▶ Document passage
= = = = = = =

Why did you choose to become a doctor/researcher/expert in your field? Was there a specific “a-ha” kind of moment?
Although I do not remember a specific "a-ha" moment, I chose audiology because I appreciated the value in the ability to communicate and the impact it has on a person's quality of life.
As a graduate student I remember seeing a patient in a wheel chair who was slumped over and not talkative. Her caregiver indicated they weren't sure if she couldn't hear, or if she had cognitive decline. My supervisor and I completed testing and fit a demo pair of hearing aids in office. Her face lit up, she laughed at jokes, she told stories and she became a completely different person than who entered the office. I remember feeling good about the career I chose, and the prospect of improving someone's quality of life by helping them connect with the people around them. The advice I would give to students in that position now is focus on the patient and don't underestimate the positive difference you can make in someones life.
I think the significance for West Virginia is the same significance communication has for everyone in the world. Connection matters, and it isn't always easy. The emotional impact hearing loss has is not often discussed, and I think what I do for a living has the potential to bring people joy, which is really great.

= = = = = = =

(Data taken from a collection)
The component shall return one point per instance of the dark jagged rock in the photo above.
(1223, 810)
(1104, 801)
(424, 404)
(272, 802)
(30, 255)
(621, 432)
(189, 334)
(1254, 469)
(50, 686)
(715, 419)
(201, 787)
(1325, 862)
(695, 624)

= = = = = = =

▶ Activity 1
Reproduce the audiology interview word for word from "Although I do" to "quality of life.".
▶ Activity 2
In the audiology interview, what did the graduate student and supervisor fit on the patient in the office?
▶ Activity 3
Write what comes next in the audiology interview, starting after its final sentence.
The listing is separate material with no connection to the audiology interview.

▶ Task output 1
Although I do not remember a specific "a-ha" moment, I chose audiology because I appreciated the value in the ability to communicate and the impact it has on a person's quality of life.

▶ Task output 2
A demo pair of hearing aids.

▶ Task output 3
I test people's hearing and treat hearing loss to help them communicate.
I have always been interested in academia and giving back to the field by teaching incoming professionals.
I love connecting with people and helping them achieve their goals. I find that the role I am in now affords me the opportunity to do this with patients and students.
I hope to help our new clinic be successful and I hope to train empathetic audiologists who are confident in their skills, reliable, and have integrity in their work.
Being hired as an assistant professor was an honor. I consider the opportunity to train incoming audiologists a privilege and take the responsibility seriously.
The Communication Sciences and Disorders program here at WVU is one that embraces change and is interested in best-practices based in evidence, both from a perspective of patient care and teaching students.
My birthday is on Christmas Day!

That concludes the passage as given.